ACTIVITY: Restate all entries exactly. Skip the images.

DATASET EXCERPTS:
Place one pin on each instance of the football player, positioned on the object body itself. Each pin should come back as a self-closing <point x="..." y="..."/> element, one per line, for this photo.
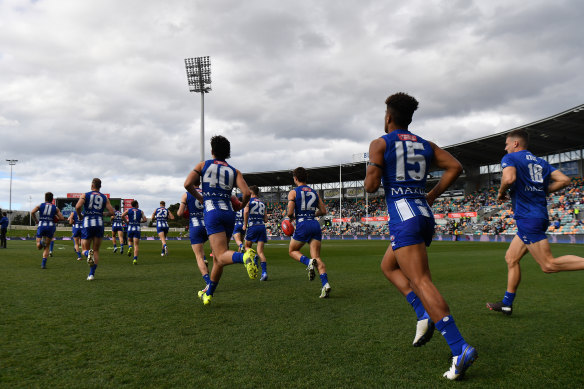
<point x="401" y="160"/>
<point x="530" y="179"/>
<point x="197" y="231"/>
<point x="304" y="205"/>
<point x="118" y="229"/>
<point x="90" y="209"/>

SOLUTION FOR THIS EXERCISE:
Place one pin on each instance of the football player, positioned on the object body itself. Each pin should come back as a self-closing <point x="..." y="..."/> element, one per line, for this photo.
<point x="401" y="160"/>
<point x="530" y="179"/>
<point x="197" y="231"/>
<point x="304" y="205"/>
<point x="118" y="229"/>
<point x="90" y="209"/>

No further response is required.